● **SET EXERCISE**
Rewrite the records below so that each "bounding box" becomes "box coordinates", and keep everything else the same.

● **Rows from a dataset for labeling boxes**
-- start --
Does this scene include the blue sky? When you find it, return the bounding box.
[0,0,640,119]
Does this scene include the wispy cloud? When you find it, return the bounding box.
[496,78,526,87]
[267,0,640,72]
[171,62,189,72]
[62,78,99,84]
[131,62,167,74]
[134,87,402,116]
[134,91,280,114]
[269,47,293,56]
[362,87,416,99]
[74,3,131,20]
-- end --
● **RESULT BELOW**
Does this scene include the blue sky? When you find it, return the box coordinates.
[0,0,640,119]
Does this scene include the wispy cloud? When you find it, return the box coordinates.
[496,78,526,87]
[267,0,640,72]
[171,62,189,72]
[62,78,99,84]
[131,62,167,74]
[134,87,402,116]
[134,91,280,114]
[269,47,293,56]
[362,87,416,99]
[74,3,131,20]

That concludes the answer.